» **STATED EXERCISE**: Lay out every line of the rows below as a JSON list of strings, one string per line, leaving out any blank lines.

══ RECORD LIST

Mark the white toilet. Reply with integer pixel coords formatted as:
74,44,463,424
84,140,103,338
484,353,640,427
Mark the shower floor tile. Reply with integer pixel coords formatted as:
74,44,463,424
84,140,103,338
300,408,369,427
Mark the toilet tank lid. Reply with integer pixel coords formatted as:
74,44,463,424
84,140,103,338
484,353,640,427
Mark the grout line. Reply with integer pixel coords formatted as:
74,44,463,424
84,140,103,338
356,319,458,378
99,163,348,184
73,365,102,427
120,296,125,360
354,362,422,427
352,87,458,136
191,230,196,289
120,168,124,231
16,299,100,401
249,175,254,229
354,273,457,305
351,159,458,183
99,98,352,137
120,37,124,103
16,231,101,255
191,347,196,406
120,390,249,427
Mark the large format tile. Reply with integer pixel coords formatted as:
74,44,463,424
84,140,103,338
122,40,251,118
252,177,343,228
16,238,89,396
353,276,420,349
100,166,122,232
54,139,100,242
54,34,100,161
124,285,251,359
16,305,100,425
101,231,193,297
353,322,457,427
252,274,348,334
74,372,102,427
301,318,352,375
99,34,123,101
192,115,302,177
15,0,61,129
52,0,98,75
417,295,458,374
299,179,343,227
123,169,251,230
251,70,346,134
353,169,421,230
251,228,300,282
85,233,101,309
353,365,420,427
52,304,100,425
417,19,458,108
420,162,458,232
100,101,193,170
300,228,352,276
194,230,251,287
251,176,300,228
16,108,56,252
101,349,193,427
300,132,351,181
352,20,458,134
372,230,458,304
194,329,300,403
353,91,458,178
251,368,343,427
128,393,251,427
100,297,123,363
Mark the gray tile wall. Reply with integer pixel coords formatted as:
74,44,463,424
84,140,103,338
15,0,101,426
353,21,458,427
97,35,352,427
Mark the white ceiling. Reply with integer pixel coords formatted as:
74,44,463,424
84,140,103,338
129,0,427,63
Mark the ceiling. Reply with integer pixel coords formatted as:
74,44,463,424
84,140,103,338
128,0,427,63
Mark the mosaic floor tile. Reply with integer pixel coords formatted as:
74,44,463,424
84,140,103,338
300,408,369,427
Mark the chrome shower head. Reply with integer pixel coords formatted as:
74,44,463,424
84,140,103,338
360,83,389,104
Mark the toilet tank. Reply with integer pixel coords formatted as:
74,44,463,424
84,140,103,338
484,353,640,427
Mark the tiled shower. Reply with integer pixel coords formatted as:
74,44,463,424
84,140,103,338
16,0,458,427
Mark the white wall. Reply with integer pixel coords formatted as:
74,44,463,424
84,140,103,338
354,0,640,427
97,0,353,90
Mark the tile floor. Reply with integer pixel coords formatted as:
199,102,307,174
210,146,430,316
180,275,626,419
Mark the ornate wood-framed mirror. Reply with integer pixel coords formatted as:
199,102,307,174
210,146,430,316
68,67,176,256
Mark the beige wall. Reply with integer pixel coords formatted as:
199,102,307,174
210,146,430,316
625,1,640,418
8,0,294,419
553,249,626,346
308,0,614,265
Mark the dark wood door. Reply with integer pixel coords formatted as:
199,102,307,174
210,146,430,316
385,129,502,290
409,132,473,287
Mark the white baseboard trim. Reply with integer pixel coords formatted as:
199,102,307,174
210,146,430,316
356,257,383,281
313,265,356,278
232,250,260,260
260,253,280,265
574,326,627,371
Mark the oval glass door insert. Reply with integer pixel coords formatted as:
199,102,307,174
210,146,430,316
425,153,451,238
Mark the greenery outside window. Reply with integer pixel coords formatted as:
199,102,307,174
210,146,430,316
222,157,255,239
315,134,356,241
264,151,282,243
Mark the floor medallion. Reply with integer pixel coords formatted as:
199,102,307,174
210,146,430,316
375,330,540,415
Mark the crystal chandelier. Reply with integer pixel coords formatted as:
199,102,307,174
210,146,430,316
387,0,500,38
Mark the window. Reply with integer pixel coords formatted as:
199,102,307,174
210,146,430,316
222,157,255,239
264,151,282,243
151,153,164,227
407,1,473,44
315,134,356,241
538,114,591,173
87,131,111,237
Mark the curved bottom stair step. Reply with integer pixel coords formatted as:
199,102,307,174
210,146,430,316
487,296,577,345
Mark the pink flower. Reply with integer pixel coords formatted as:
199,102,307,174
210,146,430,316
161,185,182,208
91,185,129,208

════

» **EXERCISE RESULT**:
[
  "Mark the white toilet. Reply with integer pixel coords formatted as:",
  "74,44,463,424",
  "84,140,103,338",
  "484,353,640,427",
  "Mark the shower floor tile. Reply with integer pixel coords formatted as:",
  "74,44,463,424",
  "84,140,103,338",
  "300,408,369,427",
  "Mark the toilet tank lid. Reply with integer pixel coords formatted as:",
  "74,44,463,424",
  "84,140,103,338",
  "484,353,640,427",
  "Mark the grout line. Reply with integer pixel coords formatted as:",
  "74,44,463,424",
  "84,140,103,338",
  "356,319,458,378",
  "99,163,348,184",
  "73,365,102,427",
  "120,296,125,360",
  "354,362,422,427",
  "352,87,458,136",
  "191,230,196,289",
  "120,168,124,231",
  "16,299,100,401",
  "249,175,254,229",
  "354,273,457,305",
  "351,159,458,183",
  "99,98,352,137",
  "120,37,124,103",
  "16,231,101,255",
  "191,347,196,406",
  "120,390,249,427",
  "Mark the large format tile. Reply with integer pixel coords formatted as:",
  "74,44,463,424",
  "84,140,103,338",
  "122,40,251,118",
  "252,177,343,228",
  "16,238,89,396",
  "353,276,420,349",
  "100,166,122,232",
  "54,139,100,242",
  "54,34,100,161",
  "124,285,251,359",
  "16,305,100,425",
  "101,231,193,297",
  "353,322,457,427",
  "252,274,348,334",
  "74,372,102,427",
  "301,318,352,375",
  "99,34,123,101",
  "192,115,302,177",
  "15,0,61,129",
  "52,0,98,75",
  "417,295,458,374",
  "299,179,343,227",
  "123,169,251,230",
  "251,70,346,134",
  "353,169,421,230",
  "251,228,300,282",
  "85,233,101,309",
  "353,365,420,427",
  "52,304,100,425",
  "417,19,458,108",
  "420,162,458,232",
  "100,101,193,170",
  "300,228,352,276",
  "194,230,251,287",
  "251,176,300,228",
  "16,108,56,252",
  "101,349,193,427",
  "300,132,351,181",
  "352,20,458,134",
  "372,230,458,304",
  "194,329,300,403",
  "353,91,458,178",
  "251,368,343,427",
  "128,393,251,427",
  "100,297,123,363",
  "Mark the gray tile wall. Reply with integer pixel coords formatted as:",
  "74,44,463,424",
  "84,140,103,338",
  "15,0,101,426",
  "353,21,458,427",
  "97,35,352,427",
  "Mark the white ceiling. Reply with integer pixel coords formatted as:",
  "74,44,463,424",
  "84,140,103,338",
  "129,0,427,63",
  "Mark the ceiling. Reply with integer pixel coords formatted as:",
  "74,44,463,424",
  "84,140,103,338",
  "128,0,427,63",
  "Mark the mosaic floor tile. Reply with integer pixel coords formatted as:",
  "74,44,463,424",
  "84,140,103,338",
  "300,408,369,427",
  "Mark the chrome shower head. Reply with integer pixel coords formatted as:",
  "74,44,463,424",
  "84,140,103,338",
  "360,83,389,104",
  "Mark the toilet tank. Reply with integer pixel coords formatted as:",
  "74,44,463,424",
  "84,140,103,338",
  "484,353,640,427",
  "Mark the tiled shower. Reply with integer pixel coords formatted as:",
  "74,44,463,424",
  "84,140,103,338",
  "16,0,458,427",
  "Mark the white wall. Reply with integer pixel coords formatted as:",
  "74,44,463,424",
  "84,140,103,338",
  "354,0,640,427",
  "97,0,353,90",
  "Mark the tile floor. Reply with integer pixel coords formatted as:",
  "199,102,307,174",
  "210,146,430,316",
  "180,275,626,419",
  "Mark the ornate wood-framed mirror. Reply with integer pixel coords formatted as:",
  "199,102,307,174",
  "210,146,430,316",
  "68,67,176,256",
  "Mark the beige wall. Reply with integer pixel coords formatted as:",
  "199,102,307,174",
  "210,146,430,316",
  "625,1,640,418",
  "8,0,294,419",
  "553,249,626,346",
  "308,0,614,265",
  "Mark the dark wood door. Reply with integer pixel coords formatted as:",
  "199,102,307,174",
  "210,146,430,316",
  "385,129,502,290",
  "409,132,473,287",
  "Mark the white baseboard trim. Reply with integer pixel coords formatted as:",
  "199,102,307,174",
  "210,146,430,316",
  "356,257,383,281",
  "313,265,356,278",
  "232,250,260,260",
  "260,253,280,265",
  "574,326,627,371",
  "Mark the oval glass door insert. Reply with integer pixel coords formatted as:",
  "199,102,307,174",
  "210,146,430,316",
  "425,153,451,238",
  "Mark the greenery outside window. Reply with integer pixel coords formatted as:",
  "199,102,307,174",
  "210,146,430,316",
  "222,157,255,239",
  "315,134,356,241",
  "264,151,282,243",
  "Mark the floor medallion. Reply with integer pixel coords formatted as:",
  "199,102,307,174",
  "210,146,430,316",
  "375,330,540,415",
  "Mark the crystal chandelier. Reply with integer pixel coords formatted as:",
  "199,102,307,174",
  "210,146,430,316",
  "387,0,500,38",
  "Mark the window. Reply with integer pixel coords formatted as:",
  "199,102,307,174",
  "210,146,430,316",
  "222,157,255,239",
  "264,151,282,243",
  "151,153,164,227",
  "407,1,473,44",
  "315,134,356,241",
  "538,114,591,173",
  "87,131,111,237",
  "Mark the curved bottom stair step. Reply with integer pixel coords formatted as:",
  "199,102,307,174",
  "210,146,430,316",
  "487,296,577,345",
  "Mark the pink flower. Reply with integer pixel coords formatted as:",
  "199,102,307,174",
  "210,146,430,316",
  "161,185,182,208",
  "91,185,129,208"
]